WHAT YOU ARE ASKED TO DO –
All of the material below is to be restated word for word, apart from the pictures.

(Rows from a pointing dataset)
--- Start ---

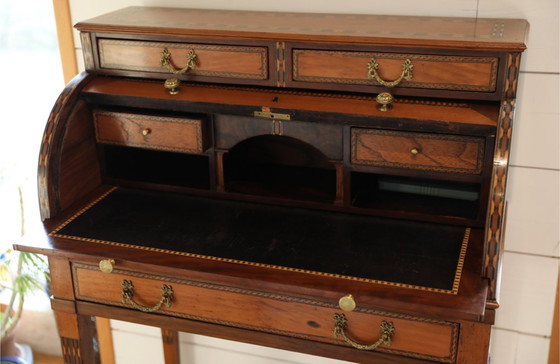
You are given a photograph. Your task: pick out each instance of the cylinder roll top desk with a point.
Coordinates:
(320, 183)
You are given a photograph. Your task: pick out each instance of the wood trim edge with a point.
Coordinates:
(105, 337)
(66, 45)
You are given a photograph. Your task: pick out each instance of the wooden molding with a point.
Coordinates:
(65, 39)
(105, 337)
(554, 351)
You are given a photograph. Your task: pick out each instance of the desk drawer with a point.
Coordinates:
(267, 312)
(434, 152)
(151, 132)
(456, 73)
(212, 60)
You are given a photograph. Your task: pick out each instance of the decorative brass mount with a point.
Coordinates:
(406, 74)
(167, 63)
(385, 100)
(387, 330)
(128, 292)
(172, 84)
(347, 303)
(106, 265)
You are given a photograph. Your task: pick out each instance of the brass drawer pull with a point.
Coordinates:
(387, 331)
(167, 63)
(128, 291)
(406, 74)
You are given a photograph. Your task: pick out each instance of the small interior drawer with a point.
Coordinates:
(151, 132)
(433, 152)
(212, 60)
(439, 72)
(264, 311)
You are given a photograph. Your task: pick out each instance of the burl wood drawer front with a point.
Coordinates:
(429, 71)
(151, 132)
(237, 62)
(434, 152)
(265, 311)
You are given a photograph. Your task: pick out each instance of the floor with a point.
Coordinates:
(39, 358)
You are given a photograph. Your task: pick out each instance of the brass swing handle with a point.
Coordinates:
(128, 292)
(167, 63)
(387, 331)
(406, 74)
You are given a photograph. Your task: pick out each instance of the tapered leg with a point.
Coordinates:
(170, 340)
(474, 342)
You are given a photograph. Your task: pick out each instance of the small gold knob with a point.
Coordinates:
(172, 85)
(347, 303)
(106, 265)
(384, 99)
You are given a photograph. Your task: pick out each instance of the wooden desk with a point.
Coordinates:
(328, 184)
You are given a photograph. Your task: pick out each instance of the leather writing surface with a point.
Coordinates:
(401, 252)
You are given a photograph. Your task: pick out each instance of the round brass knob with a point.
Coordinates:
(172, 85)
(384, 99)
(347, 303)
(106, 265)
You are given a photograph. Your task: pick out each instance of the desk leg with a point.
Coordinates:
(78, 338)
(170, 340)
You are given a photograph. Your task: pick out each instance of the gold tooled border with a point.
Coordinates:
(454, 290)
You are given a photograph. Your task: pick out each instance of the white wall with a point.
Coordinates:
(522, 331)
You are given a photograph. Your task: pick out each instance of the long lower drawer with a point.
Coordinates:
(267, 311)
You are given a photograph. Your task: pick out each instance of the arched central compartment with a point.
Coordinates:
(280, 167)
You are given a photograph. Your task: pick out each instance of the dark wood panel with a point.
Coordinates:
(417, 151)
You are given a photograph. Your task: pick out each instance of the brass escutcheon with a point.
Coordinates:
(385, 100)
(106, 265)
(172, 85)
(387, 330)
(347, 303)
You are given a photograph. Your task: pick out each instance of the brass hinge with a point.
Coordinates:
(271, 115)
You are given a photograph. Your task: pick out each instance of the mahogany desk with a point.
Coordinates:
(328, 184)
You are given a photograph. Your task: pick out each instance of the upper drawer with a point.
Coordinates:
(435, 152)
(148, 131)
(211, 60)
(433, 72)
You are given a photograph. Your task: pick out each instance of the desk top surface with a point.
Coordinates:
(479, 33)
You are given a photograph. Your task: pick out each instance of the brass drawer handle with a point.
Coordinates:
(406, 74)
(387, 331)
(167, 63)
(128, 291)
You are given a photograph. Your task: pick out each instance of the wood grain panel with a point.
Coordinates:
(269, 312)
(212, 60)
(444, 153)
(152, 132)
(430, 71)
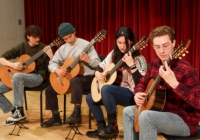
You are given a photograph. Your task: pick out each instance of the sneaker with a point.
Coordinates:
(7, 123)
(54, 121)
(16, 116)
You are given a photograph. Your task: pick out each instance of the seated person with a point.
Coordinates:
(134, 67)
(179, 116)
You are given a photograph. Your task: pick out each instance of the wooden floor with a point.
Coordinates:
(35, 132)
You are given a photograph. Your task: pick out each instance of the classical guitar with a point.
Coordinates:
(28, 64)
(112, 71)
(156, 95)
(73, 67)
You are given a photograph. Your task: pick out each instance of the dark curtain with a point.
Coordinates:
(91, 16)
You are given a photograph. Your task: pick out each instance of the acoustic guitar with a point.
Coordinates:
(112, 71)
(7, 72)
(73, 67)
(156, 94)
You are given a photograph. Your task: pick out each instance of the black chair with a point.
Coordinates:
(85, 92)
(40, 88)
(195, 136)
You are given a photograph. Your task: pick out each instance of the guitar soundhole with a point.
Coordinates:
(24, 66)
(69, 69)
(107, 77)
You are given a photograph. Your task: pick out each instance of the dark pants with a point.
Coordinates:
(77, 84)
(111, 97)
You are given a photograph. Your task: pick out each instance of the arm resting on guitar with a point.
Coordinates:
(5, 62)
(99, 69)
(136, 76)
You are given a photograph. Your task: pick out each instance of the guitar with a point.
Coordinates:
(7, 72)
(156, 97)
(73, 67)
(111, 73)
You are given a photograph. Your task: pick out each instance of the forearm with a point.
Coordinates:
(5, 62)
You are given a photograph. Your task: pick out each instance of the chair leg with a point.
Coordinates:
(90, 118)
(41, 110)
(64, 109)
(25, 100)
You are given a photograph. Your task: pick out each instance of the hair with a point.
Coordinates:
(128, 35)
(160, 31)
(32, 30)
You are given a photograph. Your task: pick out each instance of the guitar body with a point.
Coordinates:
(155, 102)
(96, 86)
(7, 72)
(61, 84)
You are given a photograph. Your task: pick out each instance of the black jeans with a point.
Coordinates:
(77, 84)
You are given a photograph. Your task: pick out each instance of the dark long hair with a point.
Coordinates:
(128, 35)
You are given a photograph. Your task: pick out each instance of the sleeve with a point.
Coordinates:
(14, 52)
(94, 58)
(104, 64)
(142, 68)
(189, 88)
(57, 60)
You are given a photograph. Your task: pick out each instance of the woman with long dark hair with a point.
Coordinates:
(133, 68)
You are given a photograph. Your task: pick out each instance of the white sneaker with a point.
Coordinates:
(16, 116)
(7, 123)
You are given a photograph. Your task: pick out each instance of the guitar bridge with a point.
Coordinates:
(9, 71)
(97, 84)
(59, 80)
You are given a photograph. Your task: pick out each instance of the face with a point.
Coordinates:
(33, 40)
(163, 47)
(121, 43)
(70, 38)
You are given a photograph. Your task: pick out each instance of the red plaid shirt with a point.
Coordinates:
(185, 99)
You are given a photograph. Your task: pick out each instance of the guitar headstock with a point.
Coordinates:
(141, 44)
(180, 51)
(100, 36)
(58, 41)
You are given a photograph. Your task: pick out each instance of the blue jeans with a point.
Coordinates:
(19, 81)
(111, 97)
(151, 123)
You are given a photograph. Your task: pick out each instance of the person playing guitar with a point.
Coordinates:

--- End ---

RESPONSE –
You are given a photograph. Your task: pick out each instance of the cylinder roll top desk with a point.
Coordinates:
(320, 183)
You are given a photograph. Your task: pick out each instance of the wood trim edge with a point.
Coordinates:
(105, 337)
(66, 45)
You are given a photograph. Your task: pick out each instance of the wooden molding with a point.
Coordinates:
(65, 39)
(105, 337)
(554, 351)
You are given a photograph. Your task: pick out each instance of the desk drawer with a point.
Coordinates:
(267, 312)
(434, 152)
(151, 132)
(456, 73)
(212, 60)
You are given a photograph. Your task: pick out each instance of the decorative brass mount with a point.
Coordinates:
(406, 74)
(167, 63)
(385, 100)
(387, 330)
(128, 292)
(172, 84)
(347, 303)
(106, 265)
You are given a photograph. Your task: pick out each instance of the brass drawer pull with a point.
Coordinates:
(387, 331)
(167, 63)
(128, 291)
(406, 74)
You are given a photograph. Your task: pick out each instance of the small interior drawer with a point.
Coordinates:
(151, 132)
(433, 152)
(212, 60)
(439, 72)
(264, 311)
You are given a photograph. Your task: pick out each instance of the burl wood drawer front with a point.
Coordinates:
(429, 71)
(151, 132)
(237, 62)
(434, 152)
(265, 311)
You are given a photograph. Your task: pick out each instance of the floor with a point.
Coordinates:
(39, 358)
You are given a photograph. Your task: pick out each instance of the brass swing handle with a point.
Coordinates:
(128, 292)
(167, 63)
(387, 331)
(406, 74)
You are given a photograph. Your task: pick out each instance of the tapered leg with a point.
Coordinates:
(170, 340)
(474, 342)
You are given a photograph. Your task: pick out each instance of the small gold knob with a point.
Coordinates:
(172, 85)
(347, 303)
(106, 265)
(384, 99)
You are given a photograph. Your task: pick out each instance of the wooden desk with a point.
Coordinates:
(328, 184)
You are given a photograph. Your task: pick out each instance of the leather writing surface with a point.
Coordinates:
(401, 252)
You are given a photograph. Your task: pick out each instance of the round brass knob with a point.
Coordinates:
(172, 85)
(384, 99)
(347, 303)
(106, 265)
You are given a photograph. Your task: pick out each instance of the desk leg with a point.
Coordinates:
(78, 338)
(170, 340)
You are given a photograph. Your task: pick out each instance of the gold tooled border with a point.
Coordinates:
(454, 290)
You are given a photograph. Your task: pick out each instance of the white wall with a point.
Coordinates:
(522, 331)
You are given a photograph. Your task: pick out each instance of the long lower drawer with a point.
Coordinates:
(267, 311)
You are given a photograph. Your task: pick out each instance of the arched central compartment with a point.
Coordinates:
(280, 167)
You are given a photograph. Your task: pick out each instance of the dark wood panel with a point.
Coordinates:
(417, 151)
You are given a photograph. Your task: pick out each instance of the brass escutcheon with a point.
Coordinates:
(385, 100)
(106, 265)
(172, 85)
(387, 330)
(347, 303)
You are given a photograph. Your task: pick out each instance of the brass hinge with a point.
Coordinates:
(271, 115)
You are given a photograph. Your task: pick out each instance of the mahogany desk with a point.
Coordinates:
(328, 184)
You are given a photograph. Your task: pick out each instance of the upper drawer with a point.
Coordinates:
(435, 152)
(148, 131)
(211, 60)
(433, 72)
You are given a photograph. Your task: pick out each instance of the desk top surface with a point.
Coordinates:
(479, 33)
You are given a photograph. Your task: pick out each instance of the brass drawer handle with a point.
Coordinates:
(406, 74)
(387, 331)
(167, 63)
(128, 291)
You are given a photograph. Your task: pick out each instance of the wood grain panel with a point.
Coordinates:
(269, 312)
(212, 60)
(444, 153)
(152, 132)
(430, 71)
You are given a photograph. Your task: pick out each instance of the sneaker with a point.
Coordinates:
(7, 123)
(54, 121)
(16, 116)
You are given a photograph. Your task: pick out each instance of the seated person with a point.
Coordinates:
(134, 67)
(179, 116)
You are given a photograph. Your task: pick out each instance of the wooden floor with a point.
Coordinates:
(35, 132)
You are given a photograph. Your task: pick out each instance of the classical guitar with a point.
Coordinates:
(28, 64)
(112, 71)
(156, 95)
(73, 67)
You are given a photograph. Your task: pick out each instance of the dark curtain with a point.
Coordinates:
(91, 16)
You are given a photograph. Your task: pick out each instance of the acoustic guitar with a point.
Coordinates:
(112, 71)
(7, 72)
(73, 67)
(156, 94)
You are given a photograph. Your task: pick out each instance of the black chair with a point.
Coordinates:
(85, 92)
(40, 88)
(195, 136)
You are given a photograph. Your task: pick out each instance of the guitar soundhole with a point.
Coordinates:
(24, 66)
(69, 69)
(107, 77)
You are given a photograph. Your task: pick out each instance of the dark pants with a point.
Coordinates:
(77, 84)
(111, 97)
You are given a photograph. Your task: pick out each instance of the arm resting on guitar with a point.
Coordinates:
(5, 62)
(99, 69)
(136, 76)
You are given a photograph. Your task: pick out each instance of the guitar with a point.
Coordinates:
(7, 72)
(156, 97)
(73, 67)
(111, 73)
You are given a photograph. Your task: pick out each instance of the forearm with a point.
Coordinates:
(5, 62)
You are given a photograph. Your task: pick out each instance of the chair leg with a point.
Coordinates:
(90, 118)
(41, 110)
(64, 109)
(25, 100)
You are given a photograph. Your task: pick out each instance of the hair with a point.
Coordinates:
(128, 35)
(160, 31)
(32, 30)
You are given a photograph. Your task: pick out each instance of the guitar body with a point.
Coordinates:
(155, 102)
(96, 86)
(7, 72)
(61, 84)
You are given a photograph. Your task: pick out each instance of the black jeans with a point.
Coordinates:
(77, 84)
You are given a photograph. Your task: pick out each instance of the dark long hair with a point.
Coordinates:
(128, 35)
You are given a photograph. Your task: pick out each instance of the sleeve with a point.
Coordinates:
(14, 52)
(94, 58)
(104, 64)
(142, 68)
(189, 88)
(57, 60)
You are given a photograph. Your task: pick out each instance of the woman with long dark hair with a point.
Coordinates:
(133, 68)
You are given a photograph. Your task: pick out each instance of the white sneaker with a point.
Coordinates:
(16, 116)
(7, 123)
You are given a photograph. Your task: pick out each instance of the guitar bridge with a point.
Coordinates:
(9, 71)
(97, 84)
(59, 80)
You are given a photograph. Your task: pick out each instance of the face with a point.
Coordinates:
(33, 40)
(163, 47)
(121, 43)
(70, 38)
You are given a photograph. Your task: pick out each instance of the red plaid shirt with a point.
Coordinates:
(185, 99)
You are given a photograph. Your task: pick out each instance of the guitar headstock with a point.
Coordinates:
(141, 44)
(180, 51)
(100, 36)
(58, 41)
You are given a photograph. Your task: pick out each instance of the blue jeans with a point.
Coordinates:
(19, 81)
(111, 97)
(151, 123)
You are given a photograph. Your task: pick out each instance of the person playing guitar with a point.
Coordinates:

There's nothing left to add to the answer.